• **QUOTED PASSAGE**:
------------------------------------------------------------

Our musculoskeletal system is made up of bones, muscles, and joints. The bones attach to each other at a joint. The ends of each bone is covered by a lining of smooth, protective cartilage . These cartilages act as a cushion between bones and protect it from rubbing against each other. Joints let us move our body and support our weight as we go through life. But, as we get older, our cartilage may start to degenerate. This leads to eburnation of cartilage and lead to exposure of the underlying nerve endings. When these nerve endings rub against each other they cause pain in the joints. The older we get, the more common it is to experience mild soreness or aching when you stand, climb stairs, or exercise. The body does not recover as quickly as it did in younger years.
Reasons of Joint Pain:
There are many potential causes of joint pain in older patients. The most likely etiology is OA. OA (Osteoarthritis) is mainly a degenerative, non inflammatory condition. However, the differential diagnosis includes conditions which should not be missed such as septic arthritis and inflammatory disease. Some of these may occur in old age as well. The pattern of joint involvement points to the diagnosis.
Bilateral symmetrical small joint pain, swelling and stiffness should arouse the suspicion of Rheumatoid Arthritis (RA). The wrist and knee are commonly affected by pseudo gout and the first metatarsophalangeal joint or knee joint involvement may represent gout. Stiffness in the shoulder and hip girdles, worse in the morning, suggests polymyalgia rheumatica.
In straightforward cases of OA no specific investigations are required. If doubt exists, however, tests may be necessary including CBC, ESR and CRP, uric acid for suspected gout and X-rays of the affected joints especially following trauma, or pseudogout.
Apart from these one of the main cause of joint pain in our aging population is Osteoporosis. As our age progresses our bone tends to lose their strength. The bone density becomes weak and apart from fractures and back pain they cause multiple joint pain commonly. They have been termed as ‘Silent Killer’.

------------------------------------------------------------

[Referring expression data]
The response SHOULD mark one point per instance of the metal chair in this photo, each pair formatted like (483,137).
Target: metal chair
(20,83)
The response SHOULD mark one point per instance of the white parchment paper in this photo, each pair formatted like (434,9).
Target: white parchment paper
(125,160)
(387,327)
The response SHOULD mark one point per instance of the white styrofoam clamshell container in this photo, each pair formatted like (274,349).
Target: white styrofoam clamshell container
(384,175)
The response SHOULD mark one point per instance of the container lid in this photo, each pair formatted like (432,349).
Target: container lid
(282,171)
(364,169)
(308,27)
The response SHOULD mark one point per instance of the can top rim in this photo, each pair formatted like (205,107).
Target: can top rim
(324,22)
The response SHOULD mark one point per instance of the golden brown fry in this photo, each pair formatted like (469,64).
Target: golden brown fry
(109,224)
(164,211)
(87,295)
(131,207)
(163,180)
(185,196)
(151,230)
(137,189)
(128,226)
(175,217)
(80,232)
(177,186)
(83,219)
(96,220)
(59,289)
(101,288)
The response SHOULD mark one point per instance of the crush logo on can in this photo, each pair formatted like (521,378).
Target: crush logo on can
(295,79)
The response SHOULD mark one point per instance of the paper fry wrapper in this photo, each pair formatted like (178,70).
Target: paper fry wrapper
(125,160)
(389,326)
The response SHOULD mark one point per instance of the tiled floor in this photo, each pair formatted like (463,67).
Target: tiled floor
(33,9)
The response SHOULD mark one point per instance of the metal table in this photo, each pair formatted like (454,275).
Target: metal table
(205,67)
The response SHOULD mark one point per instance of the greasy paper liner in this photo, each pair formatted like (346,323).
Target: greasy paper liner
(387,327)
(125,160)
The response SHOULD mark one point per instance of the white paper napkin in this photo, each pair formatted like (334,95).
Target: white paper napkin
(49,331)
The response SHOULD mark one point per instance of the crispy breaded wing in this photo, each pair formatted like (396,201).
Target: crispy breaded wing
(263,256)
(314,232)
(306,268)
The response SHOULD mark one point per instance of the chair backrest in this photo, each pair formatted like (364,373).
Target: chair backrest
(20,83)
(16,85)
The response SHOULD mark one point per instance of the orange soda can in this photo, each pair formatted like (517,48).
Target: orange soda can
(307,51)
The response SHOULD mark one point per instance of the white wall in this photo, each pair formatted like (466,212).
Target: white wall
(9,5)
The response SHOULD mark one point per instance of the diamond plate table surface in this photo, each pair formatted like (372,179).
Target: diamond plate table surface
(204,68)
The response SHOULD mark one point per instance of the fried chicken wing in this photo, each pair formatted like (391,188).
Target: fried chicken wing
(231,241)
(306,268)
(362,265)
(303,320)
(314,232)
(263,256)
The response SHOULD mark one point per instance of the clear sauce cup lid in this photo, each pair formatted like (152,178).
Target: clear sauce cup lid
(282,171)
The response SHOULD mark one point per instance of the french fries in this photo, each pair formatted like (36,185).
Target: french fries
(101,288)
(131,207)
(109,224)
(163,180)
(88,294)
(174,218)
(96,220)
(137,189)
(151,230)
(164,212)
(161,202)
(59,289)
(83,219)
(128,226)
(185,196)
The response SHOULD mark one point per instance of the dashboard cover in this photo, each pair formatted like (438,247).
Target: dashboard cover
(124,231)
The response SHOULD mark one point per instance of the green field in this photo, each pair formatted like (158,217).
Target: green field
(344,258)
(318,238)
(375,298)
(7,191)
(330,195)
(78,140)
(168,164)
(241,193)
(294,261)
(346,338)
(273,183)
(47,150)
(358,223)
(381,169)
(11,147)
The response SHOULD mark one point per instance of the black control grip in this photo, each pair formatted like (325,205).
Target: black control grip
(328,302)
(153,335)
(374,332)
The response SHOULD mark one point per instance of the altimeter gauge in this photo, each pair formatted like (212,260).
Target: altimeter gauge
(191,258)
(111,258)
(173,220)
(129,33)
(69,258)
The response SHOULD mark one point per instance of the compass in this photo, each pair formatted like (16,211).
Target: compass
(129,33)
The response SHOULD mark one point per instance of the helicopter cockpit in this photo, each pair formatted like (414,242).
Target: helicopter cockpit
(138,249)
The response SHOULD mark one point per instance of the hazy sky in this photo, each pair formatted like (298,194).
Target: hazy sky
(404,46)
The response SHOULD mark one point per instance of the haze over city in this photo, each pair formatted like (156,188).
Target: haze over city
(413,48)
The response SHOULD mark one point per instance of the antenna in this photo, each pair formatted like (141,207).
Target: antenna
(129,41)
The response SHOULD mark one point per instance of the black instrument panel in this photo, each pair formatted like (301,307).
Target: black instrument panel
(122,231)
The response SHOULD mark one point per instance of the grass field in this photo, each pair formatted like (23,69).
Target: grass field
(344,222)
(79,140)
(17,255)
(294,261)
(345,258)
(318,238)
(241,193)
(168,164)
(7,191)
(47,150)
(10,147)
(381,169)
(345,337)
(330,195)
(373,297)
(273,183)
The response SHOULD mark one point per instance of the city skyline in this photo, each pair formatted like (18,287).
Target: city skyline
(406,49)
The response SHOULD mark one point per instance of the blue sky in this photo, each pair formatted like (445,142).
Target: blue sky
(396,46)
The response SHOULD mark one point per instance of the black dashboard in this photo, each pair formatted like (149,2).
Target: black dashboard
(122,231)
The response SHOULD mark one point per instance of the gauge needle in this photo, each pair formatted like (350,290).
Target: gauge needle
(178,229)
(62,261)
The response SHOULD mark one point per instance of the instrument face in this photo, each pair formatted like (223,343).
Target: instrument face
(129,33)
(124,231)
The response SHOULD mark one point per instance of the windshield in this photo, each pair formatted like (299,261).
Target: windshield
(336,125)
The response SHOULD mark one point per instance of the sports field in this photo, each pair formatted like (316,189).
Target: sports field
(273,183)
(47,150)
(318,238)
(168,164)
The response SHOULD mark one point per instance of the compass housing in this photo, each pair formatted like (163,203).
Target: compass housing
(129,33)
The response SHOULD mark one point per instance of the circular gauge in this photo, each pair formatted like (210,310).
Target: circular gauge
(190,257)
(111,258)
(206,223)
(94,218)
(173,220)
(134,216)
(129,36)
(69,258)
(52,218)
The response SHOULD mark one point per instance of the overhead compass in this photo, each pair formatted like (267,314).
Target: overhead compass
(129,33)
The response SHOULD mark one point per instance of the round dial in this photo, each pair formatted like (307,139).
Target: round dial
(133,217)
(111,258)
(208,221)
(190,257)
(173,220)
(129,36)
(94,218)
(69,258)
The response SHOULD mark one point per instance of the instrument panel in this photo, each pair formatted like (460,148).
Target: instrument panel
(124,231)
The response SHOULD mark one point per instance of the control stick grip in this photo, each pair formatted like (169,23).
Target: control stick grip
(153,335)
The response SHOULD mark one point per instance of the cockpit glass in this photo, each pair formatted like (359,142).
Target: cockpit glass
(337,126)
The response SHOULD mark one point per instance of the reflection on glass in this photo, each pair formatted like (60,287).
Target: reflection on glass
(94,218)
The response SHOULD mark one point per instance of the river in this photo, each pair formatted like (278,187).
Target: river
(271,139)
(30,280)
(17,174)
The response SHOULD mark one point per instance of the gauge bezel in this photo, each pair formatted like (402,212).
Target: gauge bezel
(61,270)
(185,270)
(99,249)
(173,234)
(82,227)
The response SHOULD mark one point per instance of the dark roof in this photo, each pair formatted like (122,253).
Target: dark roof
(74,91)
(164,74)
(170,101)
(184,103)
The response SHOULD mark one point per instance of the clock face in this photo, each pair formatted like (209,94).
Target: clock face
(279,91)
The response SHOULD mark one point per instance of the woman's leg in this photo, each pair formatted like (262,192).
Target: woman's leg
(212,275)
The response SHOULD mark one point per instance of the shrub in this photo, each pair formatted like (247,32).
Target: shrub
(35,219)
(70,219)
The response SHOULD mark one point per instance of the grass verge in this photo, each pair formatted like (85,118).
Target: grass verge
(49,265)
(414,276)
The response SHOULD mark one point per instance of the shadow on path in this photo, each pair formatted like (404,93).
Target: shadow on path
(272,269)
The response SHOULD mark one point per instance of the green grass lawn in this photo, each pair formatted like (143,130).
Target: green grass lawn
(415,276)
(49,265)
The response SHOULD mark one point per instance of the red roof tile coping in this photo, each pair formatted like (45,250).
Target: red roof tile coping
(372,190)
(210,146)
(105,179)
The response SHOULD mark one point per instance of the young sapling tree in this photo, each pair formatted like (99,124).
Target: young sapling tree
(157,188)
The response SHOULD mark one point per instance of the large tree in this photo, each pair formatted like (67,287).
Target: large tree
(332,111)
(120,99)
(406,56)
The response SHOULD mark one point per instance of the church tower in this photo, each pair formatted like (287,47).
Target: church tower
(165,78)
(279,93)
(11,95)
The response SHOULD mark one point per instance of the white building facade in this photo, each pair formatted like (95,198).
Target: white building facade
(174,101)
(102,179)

------------------------------------------------------------

• **WHAT YOU NEED TO DO**:
**1)** Rewrite the joint pain article from the words containing "Reasons of Joint" through "to the diagnosis.", putting "joint infection" in place of "septic arthritis".
**2)** Pick up the joint pain article after its last sentence and keep writing.

• **ANSWERS**:
**1)**
Reasons of Joint Pain:
There are many potential causes of joint pain in older patients. The most likely etiology is OA. OA (Osteoarthritis) is mainly a degenerative, non inflammatory condition. However, the differential diagnosis includes conditions which should not be missed such as joint infection and inflammatory disease. Some of these may occur in old age as well. The pattern of joint involvement points to the diagnosis.

**2)**
Management of Joint Pain:
Patients with OA should be offered conservative management initially which includes strengthening exercises and aerobic fitness training. If the patient is overweight, weight loss is critical, especially in OA of the knee. Most importantly we must restrict our geriatric population to be dependent on medicines to cure OA, as these disorders cannot be cured by medicines and excessive use of pain killers may lead to other severe systemic issues. If conservative management fails and pain is severe enough to restrict their daily life joint replacement should be considered.
Another common cause is Elderly onset RA. Disease-modifying anti-rheumatic drugs – DMARD therapy should be used according to disease severity, as in younger onset RA. The current approach is for early, intensive intervention with combination therapy. Corticosteroids may be very effective in the elderly, however, prolonged use and/or high dosage may lead to marked toxicity especially osteoporosis and diabetes.
For osteoporosis approach should be to quantify their bone density and start drug accordingly. Apart from these daily exercises, healthy diet, exposure to sunlight and Vitamin D supplementation is needed.
Geriatric populations are our greatest treasure and we must protect them from the venom of joint pain.